Return the records that follow, matching each one exactly.

Object outline annotations
***

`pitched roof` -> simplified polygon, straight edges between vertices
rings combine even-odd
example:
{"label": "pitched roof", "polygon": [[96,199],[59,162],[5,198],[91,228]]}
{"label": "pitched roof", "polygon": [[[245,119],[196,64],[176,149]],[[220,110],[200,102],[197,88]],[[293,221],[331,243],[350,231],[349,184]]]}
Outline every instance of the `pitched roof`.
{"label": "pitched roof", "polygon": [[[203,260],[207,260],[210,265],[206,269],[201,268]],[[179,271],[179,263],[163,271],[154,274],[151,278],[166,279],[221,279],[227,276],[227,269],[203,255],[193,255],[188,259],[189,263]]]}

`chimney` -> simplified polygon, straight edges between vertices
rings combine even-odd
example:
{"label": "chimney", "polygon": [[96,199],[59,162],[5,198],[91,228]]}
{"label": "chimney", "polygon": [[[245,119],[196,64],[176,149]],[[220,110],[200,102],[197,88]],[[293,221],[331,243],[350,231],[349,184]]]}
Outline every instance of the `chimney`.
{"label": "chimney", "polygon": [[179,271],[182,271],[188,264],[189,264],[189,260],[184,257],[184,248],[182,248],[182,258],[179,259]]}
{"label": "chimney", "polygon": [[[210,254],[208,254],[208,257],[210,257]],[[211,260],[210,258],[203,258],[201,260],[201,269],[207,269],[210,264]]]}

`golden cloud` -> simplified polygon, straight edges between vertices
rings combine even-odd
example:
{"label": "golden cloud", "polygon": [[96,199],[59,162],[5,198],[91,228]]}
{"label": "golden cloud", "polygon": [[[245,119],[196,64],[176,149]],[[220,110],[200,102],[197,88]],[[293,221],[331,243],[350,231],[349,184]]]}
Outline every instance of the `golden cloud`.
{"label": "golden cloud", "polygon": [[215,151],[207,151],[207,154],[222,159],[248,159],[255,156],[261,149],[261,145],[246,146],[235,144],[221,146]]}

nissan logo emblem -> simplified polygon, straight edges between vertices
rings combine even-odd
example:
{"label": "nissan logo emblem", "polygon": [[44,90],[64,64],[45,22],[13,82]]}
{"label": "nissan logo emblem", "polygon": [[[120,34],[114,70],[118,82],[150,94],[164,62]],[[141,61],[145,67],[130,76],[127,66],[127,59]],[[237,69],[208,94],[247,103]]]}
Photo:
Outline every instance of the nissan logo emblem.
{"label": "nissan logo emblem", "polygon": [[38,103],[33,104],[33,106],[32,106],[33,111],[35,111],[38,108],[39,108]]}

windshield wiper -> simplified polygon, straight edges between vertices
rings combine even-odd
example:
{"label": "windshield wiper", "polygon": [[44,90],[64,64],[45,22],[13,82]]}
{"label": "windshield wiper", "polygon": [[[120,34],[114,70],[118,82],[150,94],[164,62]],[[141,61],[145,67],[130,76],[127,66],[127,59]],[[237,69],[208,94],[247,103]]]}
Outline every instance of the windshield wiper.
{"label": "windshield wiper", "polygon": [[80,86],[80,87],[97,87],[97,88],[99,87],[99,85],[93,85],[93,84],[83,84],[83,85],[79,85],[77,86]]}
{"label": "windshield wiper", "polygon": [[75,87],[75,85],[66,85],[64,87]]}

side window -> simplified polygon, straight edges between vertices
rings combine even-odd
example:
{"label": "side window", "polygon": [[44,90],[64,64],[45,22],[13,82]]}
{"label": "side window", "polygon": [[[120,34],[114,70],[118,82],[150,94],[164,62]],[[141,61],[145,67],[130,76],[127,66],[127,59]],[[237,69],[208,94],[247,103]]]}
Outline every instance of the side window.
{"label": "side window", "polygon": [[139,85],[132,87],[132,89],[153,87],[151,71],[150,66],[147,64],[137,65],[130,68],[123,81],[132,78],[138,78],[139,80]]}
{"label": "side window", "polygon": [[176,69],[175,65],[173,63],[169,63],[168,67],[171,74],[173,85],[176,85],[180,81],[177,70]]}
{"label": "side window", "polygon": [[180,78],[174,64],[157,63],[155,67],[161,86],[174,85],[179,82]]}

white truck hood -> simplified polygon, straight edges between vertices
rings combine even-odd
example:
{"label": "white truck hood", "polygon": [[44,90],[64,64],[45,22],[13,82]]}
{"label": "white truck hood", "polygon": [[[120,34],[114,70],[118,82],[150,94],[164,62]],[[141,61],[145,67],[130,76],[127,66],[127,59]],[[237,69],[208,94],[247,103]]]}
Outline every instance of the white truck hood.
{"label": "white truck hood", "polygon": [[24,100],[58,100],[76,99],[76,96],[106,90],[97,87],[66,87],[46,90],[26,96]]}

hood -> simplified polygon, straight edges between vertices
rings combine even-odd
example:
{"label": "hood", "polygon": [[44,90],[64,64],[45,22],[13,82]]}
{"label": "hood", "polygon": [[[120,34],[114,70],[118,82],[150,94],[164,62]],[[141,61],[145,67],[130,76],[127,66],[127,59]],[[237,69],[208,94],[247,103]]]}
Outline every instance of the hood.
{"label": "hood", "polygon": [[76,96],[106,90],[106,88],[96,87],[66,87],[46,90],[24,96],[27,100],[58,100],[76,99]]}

***

### [Answer]
`pitched roof` -> simplified polygon, straight edges between vertices
rings combine even-odd
example:
{"label": "pitched roof", "polygon": [[96,199],[59,162],[5,198],[91,228]]}
{"label": "pitched roof", "polygon": [[[245,119],[196,64],[176,149]],[[220,110],[200,102],[197,88]],[[293,221],[331,243],[350,231],[349,184]]]}
Outline every instance of the `pitched roof`.
{"label": "pitched roof", "polygon": [[[203,260],[207,260],[210,265],[206,269],[201,268]],[[179,271],[179,263],[163,271],[154,274],[151,278],[166,279],[221,279],[227,276],[227,269],[203,255],[193,255],[188,259],[189,263]]]}

`chimney` -> simplified polygon, straight edges between vertices
rings combine even-odd
example:
{"label": "chimney", "polygon": [[96,199],[59,162],[5,198],[91,228]]}
{"label": "chimney", "polygon": [[[245,119],[196,64],[176,149]],[[220,110],[200,102],[197,88]],[[293,221],[331,243],[350,231],[349,184]]]}
Outline every instance of the `chimney`.
{"label": "chimney", "polygon": [[179,271],[182,271],[188,264],[189,264],[189,260],[184,257],[184,248],[182,248],[182,258],[179,259]]}
{"label": "chimney", "polygon": [[[210,254],[208,254],[208,257],[210,257]],[[211,260],[210,258],[203,258],[201,260],[201,269],[207,269],[210,264]]]}

`golden cloud` -> simplified polygon, straight edges between vertices
rings combine even-odd
example:
{"label": "golden cloud", "polygon": [[96,199],[59,162],[5,198],[91,228]]}
{"label": "golden cloud", "polygon": [[[245,119],[196,64],[176,149]],[[220,110],[200,102],[197,88]],[[293,221],[331,243],[350,231],[349,184]]]}
Outline every instance of the `golden cloud`.
{"label": "golden cloud", "polygon": [[215,151],[207,151],[207,154],[222,159],[248,159],[255,156],[261,149],[261,145],[246,146],[235,144],[221,146]]}

nissan logo emblem -> simplified polygon, straight edges between vertices
rings combine even-odd
example:
{"label": "nissan logo emblem", "polygon": [[44,90],[64,64],[45,22],[13,82]]}
{"label": "nissan logo emblem", "polygon": [[[120,34],[114,70],[118,82],[150,94],[164,62]],[[141,61],[145,67],[130,76],[127,66],[127,59]],[[237,69],[208,94],[247,103]]]}
Photo:
Outline every instance of the nissan logo emblem.
{"label": "nissan logo emblem", "polygon": [[38,103],[33,104],[33,106],[32,106],[33,111],[35,111],[38,108],[39,108]]}

windshield wiper -> simplified polygon, straight edges between vertices
rings combine even-odd
example:
{"label": "windshield wiper", "polygon": [[44,90],[64,64],[45,22],[13,82]]}
{"label": "windshield wiper", "polygon": [[[120,34],[114,70],[118,82],[150,94],[164,62]],[[141,61],[145,67],[130,76],[127,66],[127,59]],[[237,69],[208,94],[247,103]]]}
Outline every instance of the windshield wiper.
{"label": "windshield wiper", "polygon": [[80,86],[80,87],[97,87],[97,88],[99,87],[99,85],[93,85],[93,84],[83,84],[83,85],[79,85],[77,86]]}
{"label": "windshield wiper", "polygon": [[75,87],[75,85],[66,85],[64,87]]}

side window -> simplified polygon, straight edges between vertices
rings combine even-odd
example:
{"label": "side window", "polygon": [[44,90],[64,64],[45,22],[13,82]]}
{"label": "side window", "polygon": [[[120,34],[114,70],[118,82],[150,94],[164,62]],[[141,61],[145,67],[130,76],[127,66],[127,59]],[[237,69],[208,94],[247,103]]]}
Outline every instance of the side window.
{"label": "side window", "polygon": [[139,85],[132,87],[132,89],[153,87],[151,71],[150,66],[147,64],[137,65],[130,68],[123,81],[132,78],[138,78],[139,80]]}
{"label": "side window", "polygon": [[176,69],[175,65],[173,63],[169,63],[168,67],[171,74],[173,85],[176,85],[180,81],[177,70]]}
{"label": "side window", "polygon": [[180,78],[174,64],[157,63],[155,67],[161,86],[174,85],[179,82]]}

white truck hood -> simplified polygon, straight edges between vertices
rings combine even-odd
example:
{"label": "white truck hood", "polygon": [[44,90],[64,64],[45,22],[13,82]]}
{"label": "white truck hood", "polygon": [[[120,34],[114,70],[118,82],[150,94],[164,62]],[[141,61],[145,67],[130,76],[127,66],[127,59]],[[237,69],[208,94],[247,103]]]}
Outline every instance of the white truck hood.
{"label": "white truck hood", "polygon": [[24,100],[58,100],[76,99],[76,96],[106,90],[97,87],[66,87],[46,90],[26,96]]}

hood -> simplified polygon, straight edges between vertices
rings combine even-odd
example:
{"label": "hood", "polygon": [[44,90],[64,64],[45,22],[13,82]]}
{"label": "hood", "polygon": [[[120,34],[114,70],[118,82],[150,94],[164,62]],[[141,61],[145,67],[130,76],[127,66],[127,59]],[[237,69],[208,94],[247,103]]]}
Outline every instance of the hood.
{"label": "hood", "polygon": [[76,96],[106,90],[106,88],[96,87],[66,87],[46,90],[24,96],[27,100],[58,100],[76,99]]}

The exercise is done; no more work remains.